Document segment

Re^8: Perl Modules for handling Non English text

Perl uses iso-8859-1 and UTF-8, so
Characters U+000000 to U+00007F take one byte.
Characters U+000080 to U+0000FF take one (iso-8859-1) or two (UTF-8) bytes.
Characters U+000100 to U+0007FF take two bytes.
Characters U+000800 to U+00FFFF take three bytes.
Characters U+010000 to U+10FFFF take four bytes.

Wikipedia indicates Hindi uses Devanagari script (U+000900..U+00097F). All indic scripts are above U+000900.

use Encode qw( _utf8_off );
my $x = chr(0x900);
_utf8_off( $x );          # Get internal representation.
print(length($x), "\n");  # 3
[download]

Comment on Re^8: Perl Modules for handling Non English text Download Code

Replies are listed 'Best First'.

Dataset excerpts
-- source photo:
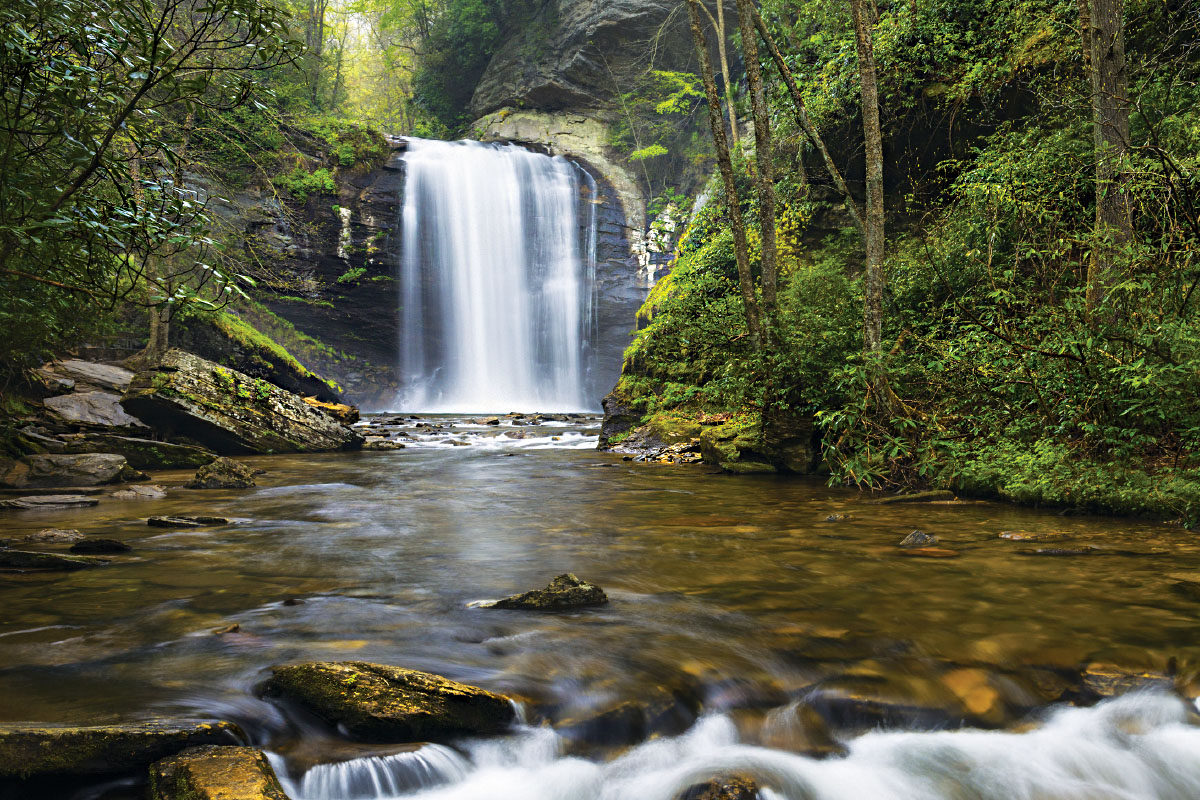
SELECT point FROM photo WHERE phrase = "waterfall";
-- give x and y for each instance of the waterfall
(496, 280)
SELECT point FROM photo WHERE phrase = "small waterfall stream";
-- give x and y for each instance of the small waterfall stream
(497, 280)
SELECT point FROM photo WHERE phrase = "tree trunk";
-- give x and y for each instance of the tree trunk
(873, 136)
(725, 163)
(1110, 127)
(802, 118)
(763, 156)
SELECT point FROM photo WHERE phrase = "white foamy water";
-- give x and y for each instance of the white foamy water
(497, 276)
(1137, 747)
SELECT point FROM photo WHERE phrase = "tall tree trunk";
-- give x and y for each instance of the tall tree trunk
(1110, 127)
(873, 136)
(802, 118)
(725, 163)
(763, 156)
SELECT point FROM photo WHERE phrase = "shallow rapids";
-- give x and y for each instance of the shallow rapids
(1137, 747)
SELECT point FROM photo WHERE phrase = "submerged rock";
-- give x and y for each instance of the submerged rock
(25, 560)
(389, 704)
(919, 539)
(48, 751)
(39, 501)
(564, 591)
(726, 787)
(186, 522)
(214, 773)
(100, 547)
(53, 470)
(222, 474)
(229, 411)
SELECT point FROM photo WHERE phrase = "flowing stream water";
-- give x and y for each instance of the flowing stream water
(497, 278)
(735, 606)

Instructions
a: Answer these questions about the forum reply on Perl and non-English text, each on its own line:
(i) How many bytes do characters from U+000800 to U+00FFFF take?
(ii) Which script does Hindi use, according to the reply?
(iii) What number does the code print?
b: Using the forum reply on Perl and non-English text, explain why the code prints 3 for chr(0x900).
c: Quote the forum reply on Perl and non-English text from "Characters U+000800 to" to "listed 'Best First'.".

The replies
a:
(i) Three bytes.
(ii) Devanagari (U+000900..U+00097F).
(iii) 3

b: The code turns off the UTF-8 flag to get Perl's internal representation of the character U+0900. Perl stores it in UTF-8, and characters from U+000800 to U+00FFFF take three bytes, so the length is 3.

c:
Characters U+000800 to U+00FFFF take three bytes.
Characters U+010000 to U+10FFFF take four bytes.

Wikipedia indicates Hindi uses Devanagari script (U+000900..U+00097F). All indic scripts are above U+000900.

use Encode qw( _utf8_off );
my $x = chr(0x900);
_utf8_off( $x );          # Get internal representation.
print(length($x), "\n");  # 3
[download]

Comment on Re^8: Perl Modules for handling Non English text Download Code

Replies are listed 'Best First'.